Available everywhere: web app (dosafe.io), Chrome extension, Telegram bot (@DOSafeBot), mobile app with call screening, and a Partner API for banks and fintech platforms.
Pre-existing vs. hackathon-built
Pre-existing components (built before April 11):
- Threat intelligence pipeline - 3.93M+ entries from 19 sources, auto-sync infrastructure
- Self-hosted Qwen 3.5-35B inference via vLLM on dedicated GPU
- AI detection microservices - text, image, video, audio deepfake detection ensembles
- Web platform skeleton (dosafe.io) and Go API gateway
Built during the hackathon (April 11–17):
- Voice enrollment and speaker verification pipeline (ERes2Net + w2v-BERT ensemble, pgvector storage)
- Face enrollment and verification pipeline (DamoFD + TransFace + FLRGB liveness)
- Real-time WebSocket voice streaming with sequential verify loop
- Progressive verification - fast scores first, async Qwen 3.5 analysis follows
- 1:N face dedup matching (pgvector HNSW cosine search across all faceprints)
- Anti-spoofing at enrollment - reject AI voices and spoofed faces before biometric registration
- Qwen 3.5 real-time call analysis integration (first cycle LLM, subsequent scores-only)
- Live video call mode with face verification overlay
- Call ID banking UI (enroll, verify, live call, video call, compliance check)
- Individual model score display (ERes2Net + w2v-BERT shown separately)
- Alibaba Cloud eKYC fallback for face verification
- Compliance check pipeline - Qwen3-ASR transcription + speaker diarization + Qwen 3.5 script compliance analysis (6 criteria) with per-step LLM notes
- Compliance SSE streaming - progressive rendering: partial results (~15s) then complete results (~9s later), diarized dialogue as Telegram-style chat bubbles
- Compliance 4-box grid UI - upload recording + script template on top row, voice scores + script compliance checklist below after check
- Kling 3.0 audio detection fix (retrained classifiers after accuracy dropped)

Required work —
• a. According to the project summary, how many sources feed the threat intelligence pipeline?
• b. Can you reproduce the project summary between "Pre-existing vs. hackathon-built" and "across all faceprints)", inclusive, substituting "workflow" for "pipeline"?
You won't need the records.

Source information —
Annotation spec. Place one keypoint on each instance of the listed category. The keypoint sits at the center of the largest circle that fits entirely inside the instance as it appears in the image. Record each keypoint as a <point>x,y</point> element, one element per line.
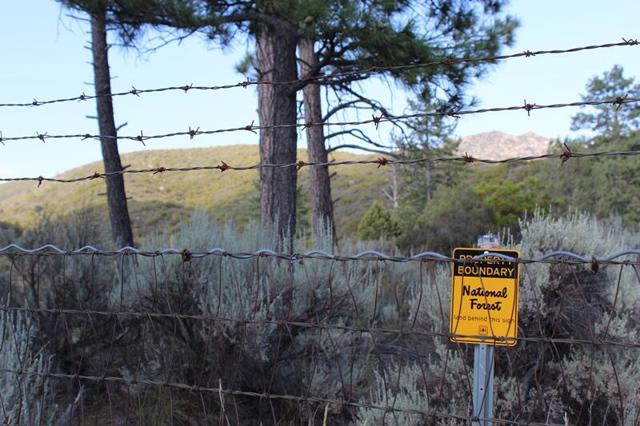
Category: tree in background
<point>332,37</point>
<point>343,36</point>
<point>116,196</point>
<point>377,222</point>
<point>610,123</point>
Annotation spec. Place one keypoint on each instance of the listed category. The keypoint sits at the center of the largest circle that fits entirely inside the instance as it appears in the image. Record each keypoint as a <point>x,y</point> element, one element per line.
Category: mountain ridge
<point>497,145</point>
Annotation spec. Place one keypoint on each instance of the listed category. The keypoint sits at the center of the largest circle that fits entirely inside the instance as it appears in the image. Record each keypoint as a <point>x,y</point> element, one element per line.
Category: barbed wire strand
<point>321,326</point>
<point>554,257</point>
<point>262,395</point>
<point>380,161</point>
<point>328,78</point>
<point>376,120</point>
---
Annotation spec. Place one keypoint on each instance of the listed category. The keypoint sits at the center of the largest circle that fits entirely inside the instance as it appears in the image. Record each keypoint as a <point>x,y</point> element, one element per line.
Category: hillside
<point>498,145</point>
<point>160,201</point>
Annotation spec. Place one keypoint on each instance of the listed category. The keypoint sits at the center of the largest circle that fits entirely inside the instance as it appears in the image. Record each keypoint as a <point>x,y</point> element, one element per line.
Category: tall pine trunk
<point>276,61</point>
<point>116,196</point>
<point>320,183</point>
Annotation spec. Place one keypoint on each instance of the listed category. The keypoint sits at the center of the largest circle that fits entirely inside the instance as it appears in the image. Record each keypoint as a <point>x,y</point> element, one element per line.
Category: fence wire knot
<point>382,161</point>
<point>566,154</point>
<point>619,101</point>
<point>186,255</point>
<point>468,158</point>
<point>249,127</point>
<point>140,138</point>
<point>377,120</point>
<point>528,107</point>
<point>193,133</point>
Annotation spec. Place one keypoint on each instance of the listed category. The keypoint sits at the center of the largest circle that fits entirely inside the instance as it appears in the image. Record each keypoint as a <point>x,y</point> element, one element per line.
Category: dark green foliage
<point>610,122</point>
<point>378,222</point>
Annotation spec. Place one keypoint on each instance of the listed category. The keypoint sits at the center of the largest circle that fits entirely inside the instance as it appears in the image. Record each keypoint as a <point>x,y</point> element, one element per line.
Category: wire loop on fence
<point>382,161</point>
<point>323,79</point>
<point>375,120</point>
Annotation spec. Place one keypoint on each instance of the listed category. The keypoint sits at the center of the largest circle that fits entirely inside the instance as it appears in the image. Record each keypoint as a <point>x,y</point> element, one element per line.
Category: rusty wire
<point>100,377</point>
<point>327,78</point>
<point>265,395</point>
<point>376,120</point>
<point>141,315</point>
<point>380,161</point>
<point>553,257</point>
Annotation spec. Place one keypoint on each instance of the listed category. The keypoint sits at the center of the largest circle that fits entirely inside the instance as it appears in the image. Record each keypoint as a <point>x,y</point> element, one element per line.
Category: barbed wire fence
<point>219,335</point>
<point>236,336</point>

Answers in order —
• a. 19 sources.

• b.
Pre-existing vs. hackathon-built
Pre-existing components (built before April 11):
- Threat intelligence workflow - 3.93M+ entries from 19 sources, auto-sync infrastructure
- Self-hosted Qwen 3.5-35B inference via vLLM on dedicated GPU
- AI detection microservices - text, image, video, audio deepfake detection ensembles
- Web platform skeleton (dosafe.io) and Go API gateway
Built during the hackathon (April 11–17):
- Voice enrollment and speaker verification workflow (ERes2Net + w2v-BERT ensemble, pgvector storage)
- Face enrollment and verification workflow (DamoFD + TransFace + FLRGB liveness)
- Real-time WebSocket voice streaming with sequential verify loop
- Progressive verification - fast scores first, async Qwen 3.5 analysis follows
- 1:N face dedup matching (pgvector HNSW cosine search across all faceprints)